BRANO ESTRATTO:

Prima dell’ultimo viaggio in Etiopia del segretario di stato statunitense Antony Blinken, si era parlato della possibilità che Wash­ington togliesse alcune sanzioni che aveva imposto al paese durante la guerra nel Tigrai. In realtà, anche se ha annunciato nuovi fondi per le organizzazioni umanitarie attive in Etiopia, Blinken ha detto che il governo etiope deve impegnarsi per lanciare un processo “credibile” per la giustizia di transizione in rapporto agli abusi dei diritti umani commessi nei due anni di conflitto. “Se questo processo andrà avanti, potremo tenere fede agli impegni presi con l’Etiopia, anche quelli economici”, ha dichiarato Blinken dopo il colloquio con il primo ministro etiope Abiy Ahmed.

La posizione di Washington è speculare a quella dell’Unione europea. Durante la guerra, gli Stati Uniti hanno approvato sanzioni per colpire gli individui accusati di prolungare il conflitto e hanno sospeso la partecipazione dell’Etiopia a un vantaggioso accordo commerciale. Intanto l’Unione ha bloccato 107 milioni di dollari a sostegno del bilancio etiope, motivando la decisione con le gravi violazioni dei diritti umani. Violazioni che, secondo gli investigatori delle Nazioni Unite, sono imputabili sia ai combattenti governativi sia ai ribelli del Fronte popolare di liberazione del Tigrai (Tplf).

Alcune delle peggiori atrocità sono state commesse dai soldati eritrei, alleati dell’esercito etiope, accusati di aver condotto una campagna di stupri e schiavitù sessuale, e di aver ucciso centinaia di uomini e ragazzi nella città santa di Axum. Le forze della regione Amhara, alleate del governo federale, avrebbero messo in fuga centinaia di migliaia di persone dall’ovest del Tigrai, rivendicando quel territorio, in un’operazione di “pulizia etnica”.

La punta dell’iceberg

Secondo la commissione internazionale di esperti di diritti umani sull’Etiopia, creata dall’Onu (Ichree), il governo etiope avrebbe usato “la fame come arma di guerra”, chiudendo i confini e bloccando gli aiuti. Nel 2021 gli Stati Uniti hanno stimato che queste misure hanno spinto sull’orlo della carestia 900mila dei sei milioni di tigrini. Queste atrocità sono solo “la punta dell’iceberg”, afferma Flavia Mwangovya, vicedirettrice di Amnesty international per l’Africa orientale e meridionale. Considerato il blocco delle comunicazioni, molti crimini potrebbero essere ancora nascosti.

DATI DI PARTENZA:
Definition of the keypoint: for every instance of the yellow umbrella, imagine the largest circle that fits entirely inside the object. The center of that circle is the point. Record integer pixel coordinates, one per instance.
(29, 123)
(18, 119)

COMPITI ED ESERCIZI:
A: Riscrivi parola per parola il passo del brano sulla guerra in Tigrai che comincia con "Prima dell’ultimo viaggio" e prosegue fino a "etiope Abiy Ahmed.".
B: Scrivi il seguito del brano sulla guerra in Tigrai, riprendendo subito dopo la sua ultima frase.
Il materiale proviene da una fonte diversa dal brano.

LE RISPOSTE:
A:
Prima dell’ultimo viaggio in Etiopia del segretario di stato statunitense Antony Blinken, si era parlato della possibilità che Wash­ington togliesse alcune sanzioni che aveva imposto al paese durante la guerra nel Tigrai. In realtà, anche se ha annunciato nuovi fondi per le organizzazioni umanitarie attive in Etiopia, Blinken ha detto che il governo etiope deve impegnarsi per lanciare un processo “credibile” per la giustizia di transizione in rapporto agli abusi dei diritti umani commessi nei due anni di conflitto. “Se questo processo andrà avanti, potremo tenere fede agli impegni presi con l’Etiopia, anche quelli economici”, ha dichiarato Blinken dopo il colloquio con il primo ministro etiope Abiy Ahmed.

B:
Prima di ripristinare gli aiuti all’Etiopia, Stati Uniti e Unione europea hanno insistito su tre punti. I primi due riguardano la fine dei combattimenti e la ripresa degli aiuti umanitari al Tigrai. Il terzo chiede di rendere conto delle violazioni dei diritti umani. Un cessate il fuoco firmato all’inizio del novembre 2022 ha messo a tacere le armi e ha fatto tornare i camion carichi di aiuti umanitari nel Tigrai, dove 5,2 milioni di persone hanno bisogno di assistenza. L’accordo parla anche di “una politica nazionale di giustizia di transizione, con l’obiettivo di attribuire le responsabilità, accertare la verità, risarcire le vittime, portare alla riconciliazione e alle riparazioni”.

Su questo fronte sono necessari maggiori sforzi prima di normalizzare le relazioni, fanno notare alcuni diplomatici. Il governo etiope, che dovrà spendere quasi 20 miliardi di dollari per la ricostruzione e spera fortemente nel ritorno dei donatori, ha cominciato a muoversi. A gennaio il ministero della giustizia ha presentato un documento che si concentra sulla ricerca della verità e la riconciliazione. Il testo afferma che “pensare solo alle responsabilità penali ha degli svantaggi”, ma non esclude di perseguire i criminali di guerra. Propone vari modelli di giustizia di transizione, tra cui la nascita di una “commissione per la verità e la riconciliazione”, la creazione di una procura speciale o l’uso d’istituzioni già esistenti.

I paesi donatori preferirebbero concentrarsi sui crimini di guerra commessi dallo scoppio della guerra nel novembre 2020. Il ministero della giustizia, però, suggerisce di cominciare dal 1991, l’anno in cui arrivò al potere un regime dominato dal Tplf, o dal 1995, quando entrò in vigore l’attuale costituzione. Questo significherebbe lanciare una riflessione a livello nazionale, invece di pensare solo al recente conflitto.

L’Etiopia non fa parte della Corte penale internazionale, e questo esclude la possibilità di ricorrere al tribunale del­l’Aja. Il documento del ministero respinge anche l’idea di creare un apposito tribunale internazionale, come quelli per l’ex Jugoslavia e il Ruanda. “L’unica opzione è promuovere la giustizia nei tribunali nazionali, prevedendo l’avvio di riforme istituzionali”, si legge nel testo. Un diplomatico europeo ad Addis Abeba trova che sia un “passo nella direzione giusta”, ma pensa che siamo “ancora lontani dal poter vedere dei risultati”. Un altro diplomatico occidentale esprime “preoccupazione” sulla trasparenza, soprattutto in relazione alle “indagini e ai processi”.

Nel corso del conflitto il governo etiope ha criticato i mezzi d’informazione occidentali che denunciavano massacri e violenze sessuali, accusandoli di parzialità e arrivando a espellere rappresentanti diplomatici e funzionari dell’Onu. Le autorità hanno impedito ai giornalisti di entrare nel Tigrai.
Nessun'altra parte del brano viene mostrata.